- _Work to be completed_:
Return only the line that contains "# point at: yellow shorts" and each line after it, through the last line of the data below, copied exactly.

§

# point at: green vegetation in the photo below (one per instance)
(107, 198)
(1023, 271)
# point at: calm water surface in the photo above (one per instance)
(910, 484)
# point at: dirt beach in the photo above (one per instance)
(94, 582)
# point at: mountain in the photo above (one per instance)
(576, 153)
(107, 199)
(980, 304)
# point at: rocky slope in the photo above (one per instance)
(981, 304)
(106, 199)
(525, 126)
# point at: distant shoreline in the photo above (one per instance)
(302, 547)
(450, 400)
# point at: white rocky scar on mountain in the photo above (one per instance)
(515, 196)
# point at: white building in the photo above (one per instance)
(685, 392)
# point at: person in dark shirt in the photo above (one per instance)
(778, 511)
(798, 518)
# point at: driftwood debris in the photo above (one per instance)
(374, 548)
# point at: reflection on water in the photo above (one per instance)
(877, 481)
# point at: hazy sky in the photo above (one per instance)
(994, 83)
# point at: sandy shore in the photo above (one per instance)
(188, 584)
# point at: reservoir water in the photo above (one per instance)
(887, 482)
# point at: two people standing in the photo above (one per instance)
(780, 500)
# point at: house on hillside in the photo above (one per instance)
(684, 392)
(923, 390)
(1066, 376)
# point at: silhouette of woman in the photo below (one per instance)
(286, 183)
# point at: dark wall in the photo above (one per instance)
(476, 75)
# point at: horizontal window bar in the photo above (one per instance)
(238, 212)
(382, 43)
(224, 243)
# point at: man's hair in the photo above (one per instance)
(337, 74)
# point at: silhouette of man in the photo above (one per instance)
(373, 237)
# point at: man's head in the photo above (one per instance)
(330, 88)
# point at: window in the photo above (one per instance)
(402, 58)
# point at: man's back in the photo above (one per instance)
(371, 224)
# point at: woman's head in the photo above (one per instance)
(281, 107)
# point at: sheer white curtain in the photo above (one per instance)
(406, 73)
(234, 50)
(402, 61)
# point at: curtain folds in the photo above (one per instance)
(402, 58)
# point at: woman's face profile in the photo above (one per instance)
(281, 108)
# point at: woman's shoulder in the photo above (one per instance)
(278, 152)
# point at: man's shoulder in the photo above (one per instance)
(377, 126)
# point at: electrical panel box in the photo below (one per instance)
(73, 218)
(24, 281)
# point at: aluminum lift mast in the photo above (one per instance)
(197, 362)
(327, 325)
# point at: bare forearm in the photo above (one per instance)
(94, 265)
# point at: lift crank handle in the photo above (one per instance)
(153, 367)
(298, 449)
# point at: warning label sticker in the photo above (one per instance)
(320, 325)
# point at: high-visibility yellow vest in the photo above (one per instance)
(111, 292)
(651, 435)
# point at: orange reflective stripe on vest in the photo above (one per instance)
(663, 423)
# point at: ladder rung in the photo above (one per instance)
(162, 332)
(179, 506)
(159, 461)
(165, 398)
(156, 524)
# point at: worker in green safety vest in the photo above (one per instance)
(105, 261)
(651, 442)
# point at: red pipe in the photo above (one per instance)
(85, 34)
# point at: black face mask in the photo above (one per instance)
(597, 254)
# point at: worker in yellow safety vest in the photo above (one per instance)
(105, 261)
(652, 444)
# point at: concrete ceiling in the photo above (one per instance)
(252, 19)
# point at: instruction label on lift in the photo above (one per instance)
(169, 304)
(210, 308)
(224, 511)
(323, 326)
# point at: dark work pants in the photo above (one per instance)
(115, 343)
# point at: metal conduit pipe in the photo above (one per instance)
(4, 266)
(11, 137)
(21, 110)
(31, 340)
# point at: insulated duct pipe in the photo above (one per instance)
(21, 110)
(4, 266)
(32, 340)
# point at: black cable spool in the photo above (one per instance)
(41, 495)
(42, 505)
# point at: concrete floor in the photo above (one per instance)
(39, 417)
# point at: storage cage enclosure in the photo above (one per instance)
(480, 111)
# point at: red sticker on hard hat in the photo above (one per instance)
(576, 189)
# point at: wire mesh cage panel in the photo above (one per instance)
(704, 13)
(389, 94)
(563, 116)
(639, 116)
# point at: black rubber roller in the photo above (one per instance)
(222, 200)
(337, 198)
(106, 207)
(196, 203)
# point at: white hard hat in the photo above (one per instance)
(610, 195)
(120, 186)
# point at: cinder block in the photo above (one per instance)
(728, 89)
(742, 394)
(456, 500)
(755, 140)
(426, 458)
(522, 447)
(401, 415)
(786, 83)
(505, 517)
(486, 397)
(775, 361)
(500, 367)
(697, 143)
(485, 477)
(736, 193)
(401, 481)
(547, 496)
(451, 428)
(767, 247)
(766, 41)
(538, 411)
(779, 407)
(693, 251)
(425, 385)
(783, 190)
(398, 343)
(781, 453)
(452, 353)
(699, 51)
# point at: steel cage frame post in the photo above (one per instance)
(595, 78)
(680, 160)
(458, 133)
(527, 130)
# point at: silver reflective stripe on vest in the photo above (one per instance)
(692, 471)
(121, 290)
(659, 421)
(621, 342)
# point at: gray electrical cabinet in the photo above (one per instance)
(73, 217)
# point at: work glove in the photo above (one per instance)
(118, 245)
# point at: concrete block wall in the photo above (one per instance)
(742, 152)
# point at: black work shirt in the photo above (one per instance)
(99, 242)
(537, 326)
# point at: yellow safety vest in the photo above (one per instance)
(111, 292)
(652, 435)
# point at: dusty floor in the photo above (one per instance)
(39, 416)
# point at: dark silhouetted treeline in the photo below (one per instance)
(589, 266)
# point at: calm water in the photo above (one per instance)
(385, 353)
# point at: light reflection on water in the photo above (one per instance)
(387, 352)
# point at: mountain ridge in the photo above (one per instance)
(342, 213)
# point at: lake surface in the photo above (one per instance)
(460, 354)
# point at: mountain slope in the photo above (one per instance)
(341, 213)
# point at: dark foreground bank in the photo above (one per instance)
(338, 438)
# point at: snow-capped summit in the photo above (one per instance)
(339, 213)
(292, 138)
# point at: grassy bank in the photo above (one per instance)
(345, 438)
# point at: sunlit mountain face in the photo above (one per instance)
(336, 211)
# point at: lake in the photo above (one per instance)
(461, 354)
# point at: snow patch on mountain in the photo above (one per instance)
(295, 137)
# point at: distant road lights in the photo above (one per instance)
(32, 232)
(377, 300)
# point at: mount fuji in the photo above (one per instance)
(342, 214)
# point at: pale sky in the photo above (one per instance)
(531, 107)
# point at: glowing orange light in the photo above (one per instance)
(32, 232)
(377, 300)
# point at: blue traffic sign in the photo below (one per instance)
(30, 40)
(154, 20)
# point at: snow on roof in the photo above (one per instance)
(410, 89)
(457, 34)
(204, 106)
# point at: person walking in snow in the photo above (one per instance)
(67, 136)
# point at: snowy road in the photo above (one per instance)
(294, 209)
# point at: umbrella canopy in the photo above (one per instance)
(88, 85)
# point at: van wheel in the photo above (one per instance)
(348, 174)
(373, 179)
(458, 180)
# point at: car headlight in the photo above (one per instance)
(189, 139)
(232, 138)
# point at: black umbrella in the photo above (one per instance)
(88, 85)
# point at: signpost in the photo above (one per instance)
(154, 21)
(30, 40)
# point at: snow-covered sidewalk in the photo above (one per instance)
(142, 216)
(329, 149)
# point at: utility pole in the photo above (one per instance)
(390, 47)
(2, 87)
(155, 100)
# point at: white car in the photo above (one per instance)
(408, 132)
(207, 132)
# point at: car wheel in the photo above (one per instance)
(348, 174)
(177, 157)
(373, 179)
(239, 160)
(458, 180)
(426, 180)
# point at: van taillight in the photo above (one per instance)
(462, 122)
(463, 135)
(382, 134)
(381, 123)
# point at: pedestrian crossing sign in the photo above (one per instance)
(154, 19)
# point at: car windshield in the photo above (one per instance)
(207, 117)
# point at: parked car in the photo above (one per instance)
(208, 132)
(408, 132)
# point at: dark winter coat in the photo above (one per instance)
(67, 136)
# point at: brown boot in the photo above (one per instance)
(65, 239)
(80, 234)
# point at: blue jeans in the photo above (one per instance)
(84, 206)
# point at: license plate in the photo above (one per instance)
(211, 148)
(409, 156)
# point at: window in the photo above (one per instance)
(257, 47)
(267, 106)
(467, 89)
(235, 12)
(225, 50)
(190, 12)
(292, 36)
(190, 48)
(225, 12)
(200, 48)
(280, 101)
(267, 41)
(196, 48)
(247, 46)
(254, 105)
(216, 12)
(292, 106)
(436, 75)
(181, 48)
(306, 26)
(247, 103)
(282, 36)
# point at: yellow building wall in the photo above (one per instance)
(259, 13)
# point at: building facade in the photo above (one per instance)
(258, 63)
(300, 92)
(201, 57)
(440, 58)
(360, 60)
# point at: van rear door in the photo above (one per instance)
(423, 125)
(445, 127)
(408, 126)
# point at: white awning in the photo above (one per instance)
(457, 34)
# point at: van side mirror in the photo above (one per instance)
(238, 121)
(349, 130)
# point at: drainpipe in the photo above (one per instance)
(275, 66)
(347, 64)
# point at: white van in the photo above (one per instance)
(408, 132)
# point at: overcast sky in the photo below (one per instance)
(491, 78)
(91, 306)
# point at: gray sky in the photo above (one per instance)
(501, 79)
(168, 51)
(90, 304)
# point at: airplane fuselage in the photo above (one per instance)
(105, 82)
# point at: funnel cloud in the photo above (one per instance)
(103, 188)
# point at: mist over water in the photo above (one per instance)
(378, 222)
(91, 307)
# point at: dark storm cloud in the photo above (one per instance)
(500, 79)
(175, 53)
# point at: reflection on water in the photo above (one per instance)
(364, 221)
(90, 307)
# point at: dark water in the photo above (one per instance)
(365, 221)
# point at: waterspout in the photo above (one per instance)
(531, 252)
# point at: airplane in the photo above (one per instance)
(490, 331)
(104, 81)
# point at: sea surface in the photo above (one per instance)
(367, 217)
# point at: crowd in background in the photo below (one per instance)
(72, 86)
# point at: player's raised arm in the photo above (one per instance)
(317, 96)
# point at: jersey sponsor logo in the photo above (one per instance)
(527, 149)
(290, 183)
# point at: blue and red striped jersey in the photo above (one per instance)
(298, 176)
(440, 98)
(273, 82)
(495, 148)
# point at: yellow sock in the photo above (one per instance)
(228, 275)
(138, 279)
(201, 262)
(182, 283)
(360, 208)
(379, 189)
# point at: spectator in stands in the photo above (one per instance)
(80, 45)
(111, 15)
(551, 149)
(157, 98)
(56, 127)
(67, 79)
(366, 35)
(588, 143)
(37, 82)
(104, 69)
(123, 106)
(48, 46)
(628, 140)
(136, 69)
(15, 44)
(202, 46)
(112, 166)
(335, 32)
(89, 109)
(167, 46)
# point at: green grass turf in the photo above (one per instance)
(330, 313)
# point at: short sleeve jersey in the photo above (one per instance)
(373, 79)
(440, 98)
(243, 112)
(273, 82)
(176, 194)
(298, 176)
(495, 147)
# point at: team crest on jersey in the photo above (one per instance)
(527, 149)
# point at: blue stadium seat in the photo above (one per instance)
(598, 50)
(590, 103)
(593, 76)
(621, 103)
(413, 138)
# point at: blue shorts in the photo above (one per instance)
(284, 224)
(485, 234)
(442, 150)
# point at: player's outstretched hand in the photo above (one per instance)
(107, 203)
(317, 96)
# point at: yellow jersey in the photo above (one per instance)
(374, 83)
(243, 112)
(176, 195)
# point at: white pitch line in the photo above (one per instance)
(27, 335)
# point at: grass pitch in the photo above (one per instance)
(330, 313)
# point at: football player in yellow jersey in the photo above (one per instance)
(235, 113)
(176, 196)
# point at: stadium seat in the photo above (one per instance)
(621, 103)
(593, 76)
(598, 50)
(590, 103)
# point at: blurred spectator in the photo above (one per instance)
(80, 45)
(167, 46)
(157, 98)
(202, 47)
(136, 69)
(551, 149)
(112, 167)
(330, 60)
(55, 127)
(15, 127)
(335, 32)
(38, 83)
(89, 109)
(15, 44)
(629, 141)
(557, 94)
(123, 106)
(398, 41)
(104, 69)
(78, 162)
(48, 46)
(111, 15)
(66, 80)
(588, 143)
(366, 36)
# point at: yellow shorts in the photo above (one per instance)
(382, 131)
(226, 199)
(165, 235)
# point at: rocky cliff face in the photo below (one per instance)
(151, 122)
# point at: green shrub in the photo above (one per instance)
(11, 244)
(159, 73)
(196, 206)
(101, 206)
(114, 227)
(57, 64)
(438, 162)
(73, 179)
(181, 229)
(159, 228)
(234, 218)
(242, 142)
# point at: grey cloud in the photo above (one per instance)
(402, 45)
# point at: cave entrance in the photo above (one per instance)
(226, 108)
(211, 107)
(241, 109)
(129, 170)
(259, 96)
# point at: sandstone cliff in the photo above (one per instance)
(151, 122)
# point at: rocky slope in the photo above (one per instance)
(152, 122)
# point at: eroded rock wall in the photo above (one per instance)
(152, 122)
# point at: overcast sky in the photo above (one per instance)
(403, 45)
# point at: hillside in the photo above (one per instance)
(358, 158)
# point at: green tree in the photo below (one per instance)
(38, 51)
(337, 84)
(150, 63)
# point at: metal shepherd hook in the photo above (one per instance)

§

- _Completed task_:
# point at: yellow shorts in the photo above (one per instance)
(382, 131)
(226, 199)
(165, 235)
# point at: rocky cliff face in the photo below (one per instance)
(151, 122)
# point at: green shrub in the photo above (one per instance)
(11, 244)
(159, 73)
(196, 206)
(101, 206)
(114, 227)
(57, 64)
(438, 162)
(73, 179)
(181, 229)
(159, 228)
(234, 218)
(242, 142)
# point at: grey cloud in the photo above (one per instance)
(402, 45)
# point at: cave entrance in the photo above (one per instance)
(226, 108)
(211, 107)
(241, 109)
(129, 170)
(259, 96)
# point at: sandstone cliff in the photo above (one per instance)
(151, 122)
# point at: rocky slope in the photo above (one per instance)
(152, 122)
# point at: eroded rock wall in the photo above (one per instance)
(152, 122)
# point at: overcast sky in the photo above (one per instance)
(403, 45)
# point at: hillside in the photo above (one per instance)
(358, 158)
# point at: green tree in the photo below (one per instance)
(38, 51)
(337, 84)
(150, 63)
# point at: metal shepherd hook in the photo above (one per instance)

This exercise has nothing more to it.